# RAW RECORDS start

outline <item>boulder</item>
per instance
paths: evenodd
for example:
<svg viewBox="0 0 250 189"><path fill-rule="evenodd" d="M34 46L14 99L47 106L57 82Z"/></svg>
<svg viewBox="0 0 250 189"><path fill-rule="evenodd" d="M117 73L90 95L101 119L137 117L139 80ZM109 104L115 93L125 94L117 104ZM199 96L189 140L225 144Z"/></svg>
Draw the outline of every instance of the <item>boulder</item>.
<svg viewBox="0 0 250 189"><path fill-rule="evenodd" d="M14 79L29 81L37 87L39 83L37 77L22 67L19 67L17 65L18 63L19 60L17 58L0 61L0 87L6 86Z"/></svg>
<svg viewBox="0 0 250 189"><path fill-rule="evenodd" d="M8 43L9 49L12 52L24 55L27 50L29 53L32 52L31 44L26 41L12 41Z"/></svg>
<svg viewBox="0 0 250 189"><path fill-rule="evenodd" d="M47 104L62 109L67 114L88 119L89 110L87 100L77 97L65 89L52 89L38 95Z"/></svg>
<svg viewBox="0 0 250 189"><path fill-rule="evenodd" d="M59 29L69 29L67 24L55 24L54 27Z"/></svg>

# RAW RECORDS end

=== TASK DIRECTIONS ===
Rewrite all of the material above as a numbered list, one entry per line, and omit any blank lines.

=== TASK RESPONSE ===
1. outline <item>boulder</item>
2. per instance
3. paths: evenodd
4. for example:
5. <svg viewBox="0 0 250 189"><path fill-rule="evenodd" d="M34 46L14 99L47 106L57 82Z"/></svg>
6. <svg viewBox="0 0 250 189"><path fill-rule="evenodd" d="M117 73L90 95L101 119L137 117L139 80ZM109 104L115 93L125 94L117 104ZM199 96L189 140L225 144Z"/></svg>
7. Draw the outline of every instance of the <item>boulder</item>.
8. <svg viewBox="0 0 250 189"><path fill-rule="evenodd" d="M14 79L29 81L37 87L39 83L37 77L22 67L19 67L17 65L18 63L19 60L17 58L0 61L0 87L6 86Z"/></svg>
9. <svg viewBox="0 0 250 189"><path fill-rule="evenodd" d="M8 43L9 49L12 52L24 55L27 50L29 53L32 52L31 44L26 41L12 41Z"/></svg>
10. <svg viewBox="0 0 250 189"><path fill-rule="evenodd" d="M47 104L62 109L67 114L88 119L89 110L87 100L77 97L65 89L52 89L38 95Z"/></svg>
11. <svg viewBox="0 0 250 189"><path fill-rule="evenodd" d="M59 29L69 29L67 24L55 24L54 27Z"/></svg>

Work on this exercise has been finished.